### WHAT NEEDS TO BE DONE:
Reproduce every line of the listing below, requests included. Shift each bounding-box coordinate in the answers up by 57, and leave the requests and their sample coordinates unchanged.

Object detection data
^^^^

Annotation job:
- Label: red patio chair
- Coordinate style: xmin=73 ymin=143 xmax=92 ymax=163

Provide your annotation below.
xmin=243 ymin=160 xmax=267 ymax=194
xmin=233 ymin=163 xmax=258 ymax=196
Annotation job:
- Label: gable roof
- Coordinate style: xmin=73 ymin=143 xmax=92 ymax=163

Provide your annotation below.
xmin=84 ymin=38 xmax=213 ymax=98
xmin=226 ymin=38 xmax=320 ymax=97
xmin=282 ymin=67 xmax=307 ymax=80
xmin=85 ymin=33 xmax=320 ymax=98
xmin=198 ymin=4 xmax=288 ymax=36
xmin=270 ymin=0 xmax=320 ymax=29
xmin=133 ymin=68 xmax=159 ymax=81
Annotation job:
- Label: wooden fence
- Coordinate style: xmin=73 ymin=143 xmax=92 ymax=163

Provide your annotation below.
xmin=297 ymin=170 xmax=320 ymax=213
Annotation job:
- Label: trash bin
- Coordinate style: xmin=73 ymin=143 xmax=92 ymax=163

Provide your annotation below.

^^^^

### EXERCISE ANSWER:
Annotation job:
- Label: red patio chair
- Coordinate style: xmin=73 ymin=143 xmax=92 ymax=163

Provide your annotation below.
xmin=300 ymin=217 xmax=324 ymax=251
xmin=290 ymin=220 xmax=315 ymax=253
Annotation job:
- Label: gable roof
- Coordinate style: xmin=73 ymin=143 xmax=92 ymax=163

Provide your annotation below.
xmin=141 ymin=95 xmax=270 ymax=155
xmin=283 ymin=95 xmax=377 ymax=154
xmin=339 ymin=124 xmax=364 ymax=137
xmin=142 ymin=90 xmax=377 ymax=155
xmin=255 ymin=61 xmax=345 ymax=93
xmin=327 ymin=57 xmax=377 ymax=86
xmin=190 ymin=125 xmax=216 ymax=138
Annotation job:
- Label: wooden fence
- Coordinate style: xmin=73 ymin=143 xmax=92 ymax=163

Provide your annotation below.
xmin=354 ymin=227 xmax=377 ymax=270
Annotation job:
- Label: trash bin
- Coordinate style: xmin=73 ymin=143 xmax=92 ymax=163

Provide your annotation below.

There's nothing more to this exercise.